> _Work to complete_
Print out the full material below, exact in every line, with no images included.

> _Records_
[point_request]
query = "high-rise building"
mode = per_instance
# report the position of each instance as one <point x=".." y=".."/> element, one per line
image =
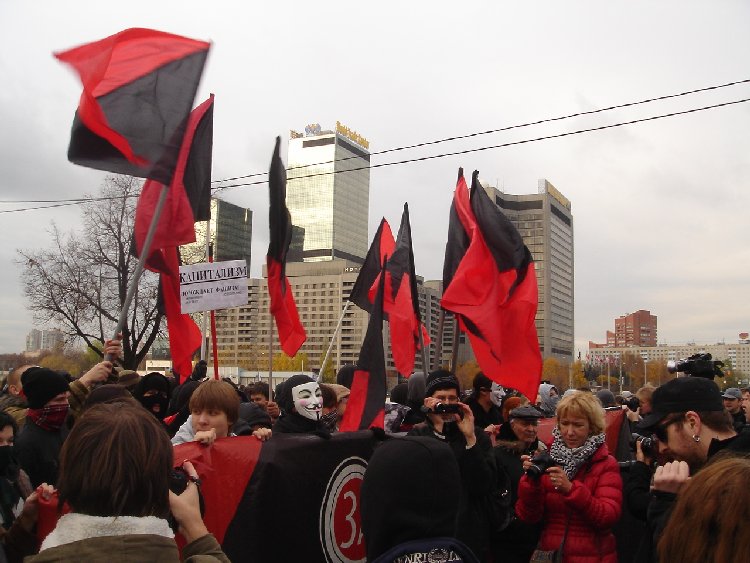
<point x="545" y="222"/>
<point x="38" y="340"/>
<point x="328" y="191"/>
<point x="631" y="330"/>
<point x="231" y="235"/>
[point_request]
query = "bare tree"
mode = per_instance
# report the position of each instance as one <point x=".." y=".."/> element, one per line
<point x="79" y="283"/>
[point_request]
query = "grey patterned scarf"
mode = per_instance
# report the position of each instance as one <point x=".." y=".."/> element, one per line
<point x="572" y="459"/>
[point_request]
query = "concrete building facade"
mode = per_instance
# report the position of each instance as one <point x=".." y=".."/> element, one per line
<point x="545" y="222"/>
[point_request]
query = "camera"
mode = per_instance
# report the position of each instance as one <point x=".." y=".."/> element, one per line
<point x="697" y="365"/>
<point x="632" y="403"/>
<point x="648" y="446"/>
<point x="539" y="464"/>
<point x="445" y="408"/>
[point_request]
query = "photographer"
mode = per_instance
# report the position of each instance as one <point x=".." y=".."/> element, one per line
<point x="575" y="492"/>
<point x="452" y="422"/>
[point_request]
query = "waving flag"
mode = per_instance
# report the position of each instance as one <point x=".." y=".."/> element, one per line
<point x="283" y="308"/>
<point x="138" y="89"/>
<point x="366" y="406"/>
<point x="189" y="196"/>
<point x="489" y="283"/>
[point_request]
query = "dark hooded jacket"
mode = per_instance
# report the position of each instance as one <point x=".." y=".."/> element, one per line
<point x="410" y="498"/>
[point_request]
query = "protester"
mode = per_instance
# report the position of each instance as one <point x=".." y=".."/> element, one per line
<point x="485" y="401"/>
<point x="516" y="438"/>
<point x="472" y="449"/>
<point x="260" y="394"/>
<point x="691" y="425"/>
<point x="152" y="392"/>
<point x="38" y="444"/>
<point x="547" y="399"/>
<point x="301" y="403"/>
<point x="114" y="475"/>
<point x="732" y="402"/>
<point x="214" y="409"/>
<point x="579" y="498"/>
<point x="410" y="500"/>
<point x="710" y="519"/>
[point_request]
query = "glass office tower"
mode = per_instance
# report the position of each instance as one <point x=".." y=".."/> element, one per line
<point x="328" y="192"/>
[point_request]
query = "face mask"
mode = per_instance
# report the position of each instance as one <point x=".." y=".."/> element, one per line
<point x="308" y="400"/>
<point x="329" y="420"/>
<point x="6" y="458"/>
<point x="50" y="418"/>
<point x="496" y="394"/>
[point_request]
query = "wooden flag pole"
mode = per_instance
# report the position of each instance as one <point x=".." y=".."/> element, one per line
<point x="335" y="334"/>
<point x="439" y="343"/>
<point x="133" y="287"/>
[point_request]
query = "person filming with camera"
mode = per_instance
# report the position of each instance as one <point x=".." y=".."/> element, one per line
<point x="452" y="422"/>
<point x="575" y="491"/>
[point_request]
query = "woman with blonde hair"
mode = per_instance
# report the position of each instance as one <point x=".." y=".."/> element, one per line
<point x="577" y="495"/>
<point x="709" y="521"/>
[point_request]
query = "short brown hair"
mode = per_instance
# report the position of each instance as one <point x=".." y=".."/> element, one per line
<point x="585" y="405"/>
<point x="709" y="518"/>
<point x="219" y="395"/>
<point x="116" y="462"/>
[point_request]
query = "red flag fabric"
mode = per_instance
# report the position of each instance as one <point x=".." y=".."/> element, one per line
<point x="489" y="283"/>
<point x="138" y="89"/>
<point x="365" y="287"/>
<point x="283" y="308"/>
<point x="184" y="335"/>
<point x="189" y="196"/>
<point x="366" y="406"/>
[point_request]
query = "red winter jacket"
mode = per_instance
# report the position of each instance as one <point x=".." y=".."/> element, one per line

> _Exercise result_
[point_request]
query = "high-rise building"
mode = per_instance
# report the position of each instance as one <point x=".." y=".."/> element, one per line
image =
<point x="545" y="222"/>
<point x="38" y="340"/>
<point x="328" y="191"/>
<point x="631" y="330"/>
<point x="231" y="235"/>
[point_request]
query = "bare tree"
mode = per_instance
# report the position of each instance as one <point x=".." y=".."/> element, one per line
<point x="79" y="283"/>
[point_request]
query = "grey patterned scarf"
mode = per_instance
# report the position of each instance as one <point x=".." y=".."/> element, one per line
<point x="572" y="459"/>
[point_request]
query = "concrete building facade"
mode = per_instance
# report the position of each instance as one <point x=".." y=".."/> element, one per line
<point x="545" y="222"/>
[point_request]
query = "camera"
mode = per_instance
# report the position of each instance as one <point x=".." y=".."/> element, one per line
<point x="697" y="365"/>
<point x="632" y="403"/>
<point x="648" y="446"/>
<point x="539" y="464"/>
<point x="445" y="408"/>
[point_request]
query = "photographer"
mode = per_instance
# report the position of each instance as one <point x=".." y=".."/> element, one per line
<point x="575" y="492"/>
<point x="452" y="422"/>
[point_request]
query = "waving flag"
mode = per_instance
# report the position of each instance as one <point x=".." y=".."/> element, one per line
<point x="283" y="308"/>
<point x="138" y="89"/>
<point x="366" y="406"/>
<point x="189" y="196"/>
<point x="489" y="283"/>
[point_request]
query = "dark hooded jacket"
mode = per_instance
# report the position of each instance as one <point x=".." y=".."/> element, one per line
<point x="410" y="498"/>
[point_request]
query = "protester"
mode = per_instance
# report the position of each instance as one <point x=".." y=".."/> element, one per line
<point x="485" y="401"/>
<point x="516" y="438"/>
<point x="472" y="449"/>
<point x="260" y="394"/>
<point x="691" y="425"/>
<point x="152" y="392"/>
<point x="38" y="444"/>
<point x="547" y="399"/>
<point x="301" y="403"/>
<point x="114" y="475"/>
<point x="732" y="402"/>
<point x="214" y="409"/>
<point x="579" y="498"/>
<point x="410" y="500"/>
<point x="710" y="519"/>
[point_request]
query = "glass office tower"
mode = per_instance
# report the position of each instance as one <point x=".." y=".."/> element, one per line
<point x="328" y="192"/>
[point_request]
query = "face mask"
mode = per_instance
# report the position of each instance as one <point x=".." y=".."/> element, one per line
<point x="308" y="400"/>
<point x="329" y="420"/>
<point x="6" y="458"/>
<point x="50" y="418"/>
<point x="496" y="394"/>
[point_request]
query = "wooden flag pole"
mode = per_instance
# report the position of each instance as one <point x=".." y=".."/> element, one per line
<point x="335" y="334"/>
<point x="439" y="343"/>
<point x="133" y="287"/>
[point_request]
query = "person filming with camera"
mode = per_instance
# report the position of each instance as one <point x=".." y=".."/> element, one per line
<point x="452" y="422"/>
<point x="575" y="491"/>
[point_request]
query = "woman with blonde hair"
mode = per_instance
# report the position of each instance as one <point x=".." y=".."/> element, one per line
<point x="577" y="495"/>
<point x="709" y="521"/>
[point_request]
query = "short brown hair"
mode = per_instance
# report the position of each instance as one <point x=".." y=".."/> element, one per line
<point x="585" y="405"/>
<point x="709" y="518"/>
<point x="219" y="395"/>
<point x="116" y="462"/>
[point_request]
query = "red flag fabric"
mode = per_instance
# report the position of each instance as one <point x=".." y=".."/> element, one per line
<point x="489" y="283"/>
<point x="138" y="89"/>
<point x="365" y="287"/>
<point x="283" y="308"/>
<point x="184" y="335"/>
<point x="189" y="196"/>
<point x="366" y="406"/>
[point_request]
query = "red winter jacket"
mode = per_instance
# report the position of each instance as one <point x=".." y=".."/> element, one per line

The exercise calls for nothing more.